▶ WORK ITEM: Leave the pictures out and reproduce all the entries word for word.

▶ DATA PROVIDED:
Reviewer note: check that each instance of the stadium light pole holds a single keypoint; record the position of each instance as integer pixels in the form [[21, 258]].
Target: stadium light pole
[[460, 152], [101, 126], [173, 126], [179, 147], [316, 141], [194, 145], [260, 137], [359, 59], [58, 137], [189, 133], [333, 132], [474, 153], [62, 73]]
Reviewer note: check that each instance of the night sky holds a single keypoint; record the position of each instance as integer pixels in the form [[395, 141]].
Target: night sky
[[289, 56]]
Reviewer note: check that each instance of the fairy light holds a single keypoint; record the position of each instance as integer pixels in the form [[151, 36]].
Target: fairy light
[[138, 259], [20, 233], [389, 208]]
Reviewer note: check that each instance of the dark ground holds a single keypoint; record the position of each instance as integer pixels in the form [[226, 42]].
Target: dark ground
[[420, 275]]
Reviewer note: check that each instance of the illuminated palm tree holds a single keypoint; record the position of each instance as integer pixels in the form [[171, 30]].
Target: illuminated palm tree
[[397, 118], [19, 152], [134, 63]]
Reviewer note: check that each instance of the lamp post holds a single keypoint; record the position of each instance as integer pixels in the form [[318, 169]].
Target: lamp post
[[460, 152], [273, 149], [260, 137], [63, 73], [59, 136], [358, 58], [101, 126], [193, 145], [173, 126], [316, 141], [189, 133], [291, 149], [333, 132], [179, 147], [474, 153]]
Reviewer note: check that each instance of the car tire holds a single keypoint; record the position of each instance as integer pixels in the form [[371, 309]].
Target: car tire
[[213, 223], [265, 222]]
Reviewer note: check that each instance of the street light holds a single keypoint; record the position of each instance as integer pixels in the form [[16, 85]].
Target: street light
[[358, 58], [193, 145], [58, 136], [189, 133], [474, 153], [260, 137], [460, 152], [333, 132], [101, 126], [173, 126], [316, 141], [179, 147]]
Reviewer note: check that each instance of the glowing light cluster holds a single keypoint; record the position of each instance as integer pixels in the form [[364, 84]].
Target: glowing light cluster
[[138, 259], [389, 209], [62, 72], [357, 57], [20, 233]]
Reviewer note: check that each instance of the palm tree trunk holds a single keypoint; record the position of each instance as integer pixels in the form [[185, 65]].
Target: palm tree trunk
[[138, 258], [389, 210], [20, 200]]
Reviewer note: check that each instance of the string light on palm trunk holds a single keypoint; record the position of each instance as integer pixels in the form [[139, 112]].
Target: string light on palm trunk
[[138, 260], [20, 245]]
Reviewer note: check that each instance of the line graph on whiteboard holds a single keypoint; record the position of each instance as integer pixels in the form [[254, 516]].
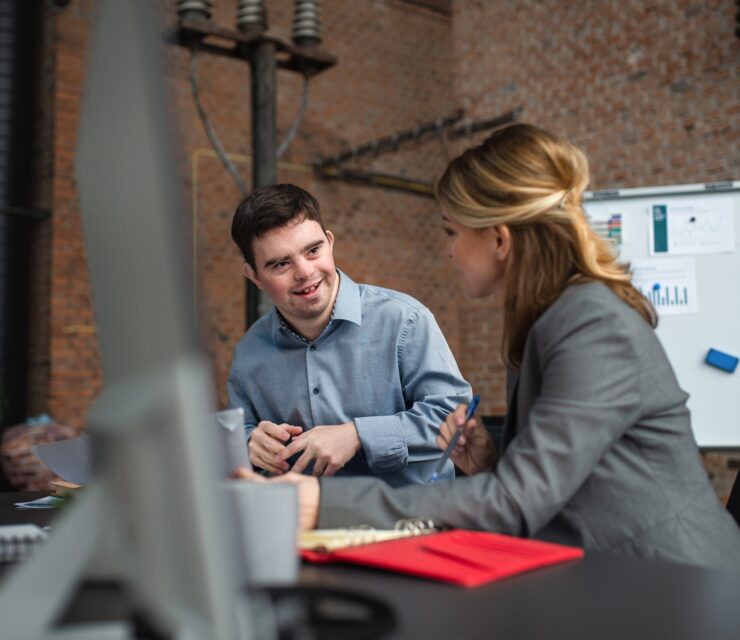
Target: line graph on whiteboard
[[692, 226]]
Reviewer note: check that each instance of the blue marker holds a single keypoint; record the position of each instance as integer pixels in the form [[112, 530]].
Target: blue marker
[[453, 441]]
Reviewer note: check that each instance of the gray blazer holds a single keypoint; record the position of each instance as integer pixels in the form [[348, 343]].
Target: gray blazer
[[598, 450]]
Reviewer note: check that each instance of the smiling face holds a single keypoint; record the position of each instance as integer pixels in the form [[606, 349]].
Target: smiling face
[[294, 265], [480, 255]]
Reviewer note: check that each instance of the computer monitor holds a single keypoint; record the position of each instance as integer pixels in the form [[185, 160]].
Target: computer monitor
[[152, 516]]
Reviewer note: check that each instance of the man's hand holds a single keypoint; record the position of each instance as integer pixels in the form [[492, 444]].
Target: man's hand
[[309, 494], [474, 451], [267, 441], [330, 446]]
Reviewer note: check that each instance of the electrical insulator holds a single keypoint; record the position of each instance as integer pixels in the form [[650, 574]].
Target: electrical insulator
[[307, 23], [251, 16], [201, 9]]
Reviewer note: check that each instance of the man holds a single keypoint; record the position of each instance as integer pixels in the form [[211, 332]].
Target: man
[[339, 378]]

▶ ANSWER AREA:
Reviewer note: check that each instance of the stadium light pole holds a single keypoint; record the position of each instance as integer pixels in the form [[21, 258]].
Target: stadium light pole
[[460, 152], [101, 126], [173, 126], [179, 147], [316, 141], [194, 145], [260, 137], [359, 59], [58, 137], [189, 133], [333, 132], [474, 153], [62, 73]]
Reviewer note: check that each instance of the night sky holds a single keypoint; record the position of each instance as integer pixels in the form [[395, 141]].
Target: night sky
[[289, 56]]
Reviewer note: check that each instance of the fairy light holds a single keypoint; record the position of each instance as integer pixels in the form [[151, 36]].
Target: fairy light
[[138, 259], [20, 233], [389, 208]]
Reviewer note: check that each instance of the dark ground holds a single keypoint; record the position of each instance as integer pixels in the form [[226, 42]].
Target: dark ground
[[420, 275]]
Reviewer note: check that each instance of the illuminated palm tree holds a single keypoint; record the position of each instance as integer pixels in the form [[171, 30]].
Target: illuminated palm tree
[[397, 118], [19, 152], [134, 63]]
Reviewer note: check that each instance of the lamp post holds a single keypoint; record the position of each instance as integer pixels in the form [[318, 169]].
Target: lamp post
[[460, 152], [273, 149], [260, 137], [63, 73], [59, 136], [358, 58], [101, 126], [193, 145], [173, 126], [316, 141], [189, 133], [291, 149], [333, 132], [179, 147], [474, 153]]
Reviewer note: check that each instance of the car tire holds a single keypoint; record the position of each instance as integer pixels in the form [[371, 309]].
Target: car tire
[[213, 223], [265, 222]]
Reviewer note: check that each instance of the street light holds a single keypoint; record the position of each instance as integer pixels in the form [[16, 85]].
Target: street light
[[358, 58], [193, 145], [58, 136], [189, 133], [474, 153], [260, 137], [460, 152], [333, 132], [101, 126], [173, 126], [316, 141], [179, 147]]
Reviewer note: check that each instance of the glowing light cluster holds a single keypoint; record the position of each instance as integer pixels in the form [[364, 84]].
Target: glowing light cluster
[[138, 259], [389, 209], [62, 72], [357, 57], [20, 233]]
Reviewer note: check that each instance of the palm tree trunk holds a single keypoint; record the position of each instance as integer pixels in the form [[185, 65]].
Target: palm tree trunk
[[138, 258], [389, 210], [20, 200]]
Reviewer note: check that each instance of the string light on palm trunk holds a single keypoint; record the position of each instance as integer pixels in the form [[139, 112]].
Target: string light on palm trunk
[[138, 260], [20, 245]]
Reviewer note: check that each instance of the line graph on whiteboard holds a single keypoint; record the position of each instance as integer pixels in the form [[254, 516]].
Target: line graph on whiteboard
[[692, 226]]
Reviewer note: check that each instance of the blue marker holds a single keypoint; record the position of each instance as integer pixels in the form [[112, 530]].
Target: blue marker
[[453, 441]]
Reviewer note: check that each instance of the gray blazer holds a single keypoint; record the position of each instance as integer pixels in the form [[348, 343]].
Target: gray blazer
[[598, 450]]
Reviewer note: check that each instance of the smiling face holds a single keypoint; record the position of each instance as integer pixels in the form [[606, 349]].
Target: smiling face
[[294, 265], [480, 255]]
Reviewer note: check that each instance of the computer monitor holds a single keypoint; record the position of each instance as integer pixels in the form [[185, 160]].
Target: computer monitor
[[152, 516]]
Reviewer note: check that each instance of the man's hand holds a single keypoint; record the position of each instance as integer pixels in the form [[492, 444]].
Target: man's hand
[[309, 494], [474, 451], [267, 441], [330, 446]]
Reviewer note: check that each instance of the electrical insulator holds a single keypoint; record the position of each instance as integer pixels in the form [[650, 574]].
Target: electrical insulator
[[307, 23], [251, 16], [201, 9]]
Reviewer note: check that each instance of the man holds a single keypoint; record the position of each instance as integer pixels in the form [[211, 332]].
Target: man
[[339, 378]]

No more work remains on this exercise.